Supplied text:
——

City in Oti Region, Ghana

Dambai is a city and the capital of the Oti Region of Ghana.

== Geography ==
=== Location ===
Dambai is the capital of the Oti Region. It is located on the eastern side of the Oti River, a tributary of the Volta Lake. It was declared the capital of the region which was carved out of the existing Volta Region. It was given the Legislative Instruments as capital by President Nana Akuffo Addo on 15 February 2019 after it was chosen to be the capital. It is located in the heart of the Savannah Accelerated Development Authority (SADA) area.

== Flora and fauna ==
The outskirts of Dambai contain wild animals such as lions and elephants, duikers, cobs, several marine and land snakes such as vipers, and pythons, and buffalo. Fish in the lake include tilapia, cat fish, Nile perch, electric fish, puff fish. There are several types of oysters and clams as well as several types of crocodiles including the Nile crocodile.

== Economy ==
The occupation of the inhabitants is farming and fishing on the River Oti with few inhabitants being employed by offices of the district assembly and teaching Education.

The town has a teachers' training school, Dambai College of Education, and several second cycle schools. In 2013, another teacher training school and a nursing school, Aim Professional Training College and Mon Reve Institute, were established.

The town has a number of senior high schools as well. They include Oti Senior High, Yabram Community Day Senior High and many others.

== Culture ==
Source:

Several tribes can be found in Dambai. The Nchumuru people are divided into 7 main clans: Kachenki, Susuro, Munkuri, Agyimbra, Abraman, Boyayi, and Wankanyaw. Other tribes are the Nawuri who can be identified into Njare, Kitare, Balai and Kabonwule clans and are mainly farmers and traders. The Kaachi, Addele, Akans, Ada, and Battor form other tribal groups in Dambai. The latter two groups monopolize the fishing industry on the Oti River. A litany of minor groups includes, the Kotokoli, Konkomba and the Basari who are farmers as well. Several Fulani pastoralist families are scatered in the Dambai-Njare wilderness.

The indigenous people observe the Kipor Day every 6 days. It is equivalent to the Jewish Sabbath: on this day no one is expected to go to farm or engage in activities deemed to be farming, and this is strictly enforced. Young people are placed on guard to arrest those who break this rule, who are made to pay fines of sheep or goat and liquor that are sacrificed to the ancestors.

There is also the Fofie day, which falls on Friday. There are a lot of sacrifices to ancestors.

The Dambai Nchumurus have one of the most elaborate dance forms. These are normally for funerals. Sukudai is a funeral dance for elders, particularly clan heads and famous hunters. There is also Mbofou for hunters when they kill big game. Nchuso, meaning water dance, is for the ordinary Nchumuru man or woman when they die. Atokoiatokoi is a dance for elderly women or headwomen of a clan.

——

Dataset section:
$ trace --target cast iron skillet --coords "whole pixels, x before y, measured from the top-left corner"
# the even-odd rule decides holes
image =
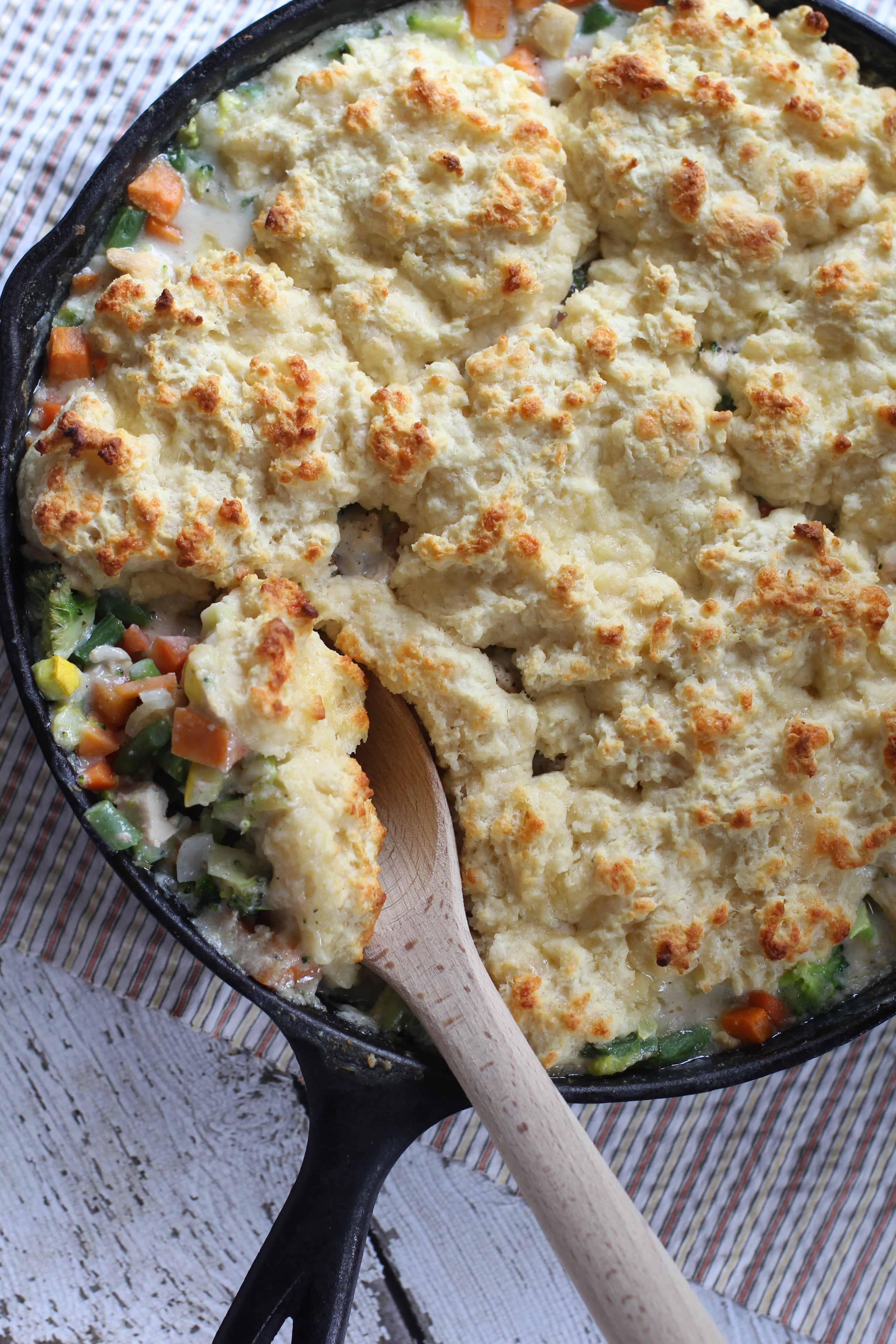
[[[325,28],[394,3],[293,0],[200,60],[114,145],[71,210],[19,262],[0,298],[0,632],[35,737],[82,824],[86,800],[67,757],[50,735],[46,706],[30,673],[35,653],[23,620],[24,564],[16,521],[16,466],[51,314],[67,294],[74,271],[97,247],[126,184],[172,138],[197,103],[251,78]],[[764,7],[779,13],[789,4],[766,0]],[[858,58],[868,82],[896,82],[896,38],[891,32],[838,0],[826,0],[818,8],[830,23],[829,40]],[[215,1341],[270,1344],[292,1317],[294,1344],[298,1340],[339,1344],[348,1324],[373,1203],[386,1175],[418,1134],[463,1109],[466,1098],[441,1060],[416,1056],[394,1042],[384,1043],[353,1030],[325,1008],[297,1008],[250,980],[206,942],[145,872],[124,855],[113,853],[90,828],[87,832],[164,927],[279,1027],[305,1081],[310,1132],[302,1168]],[[736,1050],[656,1071],[637,1068],[607,1079],[559,1078],[557,1086],[568,1101],[583,1102],[641,1101],[729,1087],[814,1059],[895,1013],[896,969],[759,1050]]]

——

Set task:
Can you retype the stretch of the Dambai article from "Several tribes can" through "the Dambai-Njare wilderness.", keeping every word and punctuation mark unchanged?

Response to the task:
Several tribes can be found in Dambai. The Nchumuru people are divided into 7 main clans: Kachenki, Susuro, Munkuri, Agyimbra, Abraman, Boyayi, and Wankanyaw. Other tribes are the Nawuri who can be identified into Njare, Kitare, Balai and Kabonwule clans and are mainly farmers and traders. The Kaachi, Addele, Akans, Ada, and Battor form other tribal groups in Dambai. The latter two groups monopolize the fishing industry on the Oti River. A litany of minor groups includes, the Kotokoli, Konkomba and the Basari who are farmers as well. Several Fulani pastoralist families are scatered in the Dambai-Njare wilderness.